[[ Passage for review open ]]

This study appraises construct reliability by calculating Cronbach’s alpha coefficients for each of the eco-innovation adoption, stakeholder pressure and organizational environmental performance. According to the test result of the reliability test of the nine major constructs, showed in Table 1. All nine of the scales had alpha’s greater than 0.70 and, therefore, were considered reliable (Churchill, 1991; Nunnally and Bernstein, 1994).
[INSERT TABLE 1 ABOUT HERE]
We tested internal consistency for each latent construct using two methods.
First, we calculated composite reliability for each latent variable by dividing (a) the squared sum of the individual standardized loadings by (b) the sum of the variance of their error terms and the squared sum of the individual standardized loadings (Fornell and Larcker, 1981). The values calculated for each of our latent variables exceed the threshold value of 0.70 (Nunnally, 1978), which suggests that our measurement model demonstrates adequate internal consistency. Second, we calculated the average variance extracted (AVE), which measures the amount of variance captured by the construct in relation to the amount of variance attributable to measurement error. For each latent variable, average variance extracted is calculated as (a) the sum of the squared item standardized loadings divided by (b) the sum of the variance of the error terms and the squared item standardized loadings. Convergent validity is judged to be adequate when average variance extracted is at least 0.50, which indicates that the variance captured by the construct exceeds the variance due to measurement error (Fornell and Larcker,
1981). As displayed in Table 1, the average variance extracted values are satisfactory for all constructs.
Discriminant validity refers to the extent to which measures of different constructs are distinct. Discriminant validity is deemed adequate when the variance shared between two constructs is less than the variance shared between a construct and its measures (Fornell, Tellis, and Zinkhan, 1982). The variance shared by any two constructs is obtained by squaring the correlation between them.
The variance shared between a construct and its measures is the average variance extracted. Discriminant validity was assessed by comparing (a) the correlations between a given construct and all other constructs to (b) the average variance extracted for the focal construct. Table 2 shows the correlation matrix for the constructs; the diagonal elements have been replaced by the square root of the constructs’ average variance extracted. Our constructs demonstrate adequate discriminant validity because these diagonal elements are greater than the off-diagonal elements in the corresponding rows and columns.

[[ Passage for review closed ]]
[[ Source material open ]]

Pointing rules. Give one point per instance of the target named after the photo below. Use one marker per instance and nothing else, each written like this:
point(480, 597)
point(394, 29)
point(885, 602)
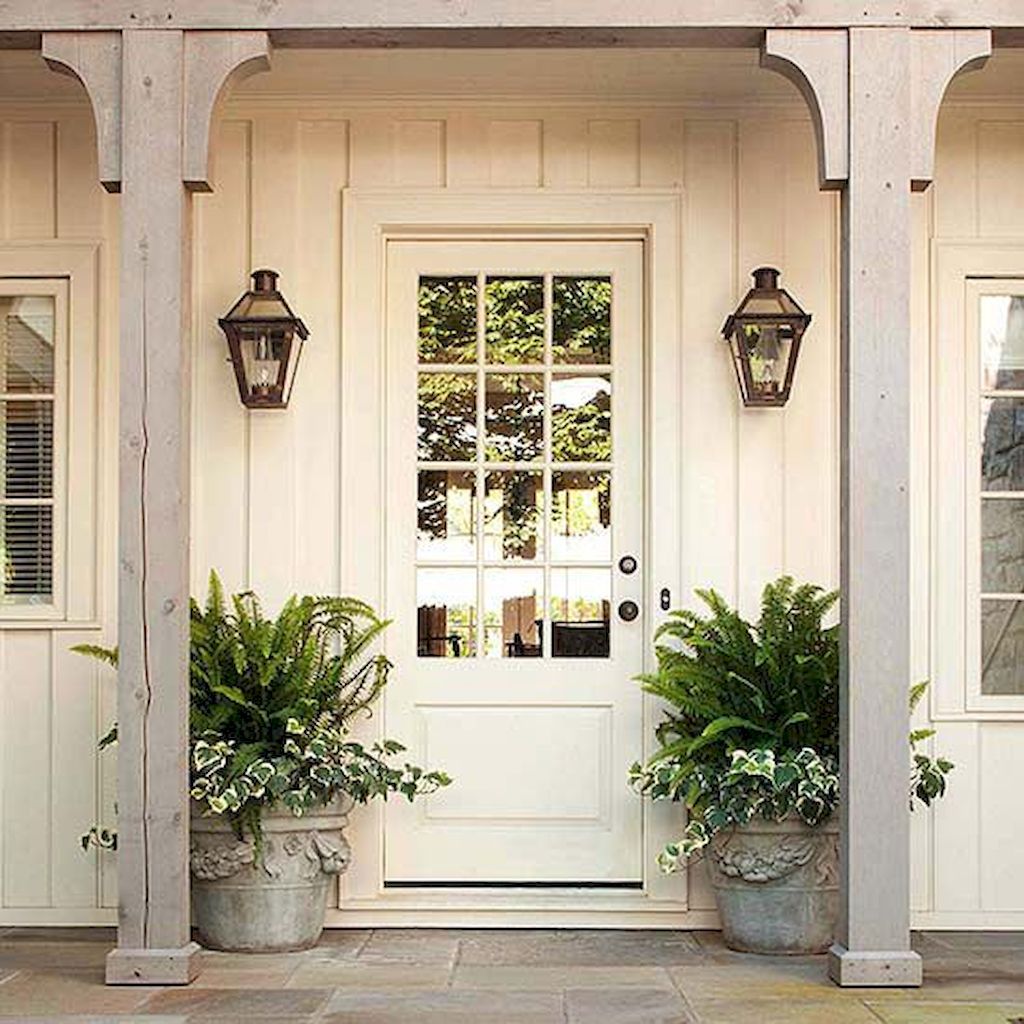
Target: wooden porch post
point(160, 86)
point(886, 84)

[[ Source material closed ]]

## [Requirement]
Continue the passage on reliability and validity testing of the eco-innovation constructs, starting after its last sentence.

## [Answer]
[INSERT TABLE 2 ABOUT HERE]
4.2 Structural model Goodness of fit
We find that the χ2 is statistically significant (χ2 = 232.53, degree of freedom
= 92, p = 0.000), which could suggest some misspecification of the model, although it is well recognized that this statistic is sensitive to sample size (Arbuckle and Wothke, 1999). We consider other structural diagnostics for the overall fit of the model that are not sensitive to sample size (Bentler and Bonett, 1980). The root mean squared error of approximation (RMSEA) (Steiger, 1990) is an estimate of the discrepancy between the original and reproduced covariance
matrices in the population. Cudeck and Browne (1983) suggested that an RMSEA of 0.05 represents a close fit and that RMSEAs of less than 0.08 represent a reasonable fit. In our model, the RMSEA of 0.06 is within the acceptable range.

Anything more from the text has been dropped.